(Recorded data)
— START —

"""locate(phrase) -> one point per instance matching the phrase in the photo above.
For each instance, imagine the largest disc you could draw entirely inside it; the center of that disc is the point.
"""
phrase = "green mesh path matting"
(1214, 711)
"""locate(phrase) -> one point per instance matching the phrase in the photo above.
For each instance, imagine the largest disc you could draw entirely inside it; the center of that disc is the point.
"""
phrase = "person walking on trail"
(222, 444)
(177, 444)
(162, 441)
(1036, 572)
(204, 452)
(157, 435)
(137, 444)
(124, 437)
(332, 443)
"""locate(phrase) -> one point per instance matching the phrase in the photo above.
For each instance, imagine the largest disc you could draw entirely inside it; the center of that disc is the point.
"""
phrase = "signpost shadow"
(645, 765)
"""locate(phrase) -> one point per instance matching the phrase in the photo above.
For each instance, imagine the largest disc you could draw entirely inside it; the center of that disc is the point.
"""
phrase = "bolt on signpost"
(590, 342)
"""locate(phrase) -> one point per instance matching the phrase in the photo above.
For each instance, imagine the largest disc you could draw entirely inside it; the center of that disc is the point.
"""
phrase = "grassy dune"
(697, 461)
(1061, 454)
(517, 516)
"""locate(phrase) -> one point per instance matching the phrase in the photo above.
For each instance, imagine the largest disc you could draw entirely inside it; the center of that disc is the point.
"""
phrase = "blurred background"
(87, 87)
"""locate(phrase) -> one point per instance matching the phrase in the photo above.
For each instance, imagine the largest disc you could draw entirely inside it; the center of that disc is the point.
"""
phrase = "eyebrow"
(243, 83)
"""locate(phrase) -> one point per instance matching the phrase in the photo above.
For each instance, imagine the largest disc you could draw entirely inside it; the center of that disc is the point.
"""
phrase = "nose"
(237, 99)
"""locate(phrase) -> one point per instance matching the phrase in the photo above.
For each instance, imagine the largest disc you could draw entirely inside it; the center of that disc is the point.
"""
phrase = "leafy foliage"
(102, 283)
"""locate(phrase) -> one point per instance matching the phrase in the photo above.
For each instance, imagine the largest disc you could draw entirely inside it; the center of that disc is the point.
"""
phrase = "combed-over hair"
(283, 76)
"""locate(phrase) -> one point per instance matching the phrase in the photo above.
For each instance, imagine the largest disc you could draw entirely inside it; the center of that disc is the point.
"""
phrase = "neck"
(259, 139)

— END —

The problem >>
Write out the data exactly as it stands.

Solution to the exercise >>
"""locate(phrase) -> one point per instance matching the phrase in the photo above.
For each instance, imagine the largest disc you could draw entirely inside it; the center of that disc is the point.
"""
phrase = "green mesh path matting"
(1214, 711)
"""locate(phrase) -> one point per instance matching the phrase in the photo above.
For each instance, imagine the largest disc you could draw entirely inside it; the center of that disc is the point.
"""
phrase = "person walking on trail"
(222, 444)
(177, 444)
(162, 441)
(1036, 572)
(204, 452)
(157, 435)
(137, 444)
(124, 437)
(332, 443)
"""locate(phrase) -> one point per instance matching the phrase in the photo above.
For each instance, imagine the largest disc you could draw entirely inside it; the center of that disc is the point.
"""
phrase = "signpost shadow"
(645, 765)
"""locate(phrase) -> one point per instance matching the phrase in the photo above.
For each instance, imagine the largest disc you could draw entirely inside it; the center of that disc is the point.
"""
phrase = "bolt on signpost"
(590, 342)
"""locate(phrase) -> one point per instance matching the phrase in the photo above.
For each instance, imagine the largest disc you could draw entirely inside it; the center of that disc is the point.
"""
phrase = "grassy dune"
(697, 461)
(1061, 454)
(517, 516)
"""locate(phrase) -> one point per instance matching the phrase in the photo above.
For each instance, imagine the largest disc you could draw entirely inside it; the center of that disc is the point.
"""
phrase = "blurred background"
(87, 87)
"""locate(phrase) -> one point per instance matching the phrase in the photo above.
For each instance, imagine the largest disc you could draw entirely inside it; the center of that disc is the point.
"""
phrase = "eyebrow"
(243, 83)
"""locate(phrase) -> one point per instance matching the phrase in the photo above.
For each instance, imagine the largest disc you could draw entirely inside it; the center of that disc is the point.
"""
phrase = "nose"
(237, 99)
"""locate(phrase) -> one point per instance matching the phrase in the photo above.
For each instance, imagine the largest disc you could draw entirely inside it; the center of that disc is the point.
"""
phrase = "leafy foliage"
(102, 283)
"""locate(phrase) -> one point per instance matching the phrase in the photo above.
For each instance, imagine the largest disc you could draw entirely inside it; the center of that disc is the point.
"""
phrase = "combed-over hair"
(283, 76)
"""locate(phrase) -> one point per instance matching the phrase in the photo above.
For each instance, imagine the largest disc you could draw entirely inside it; the center of that disc is the point.
"""
phrase = "neck"
(259, 139)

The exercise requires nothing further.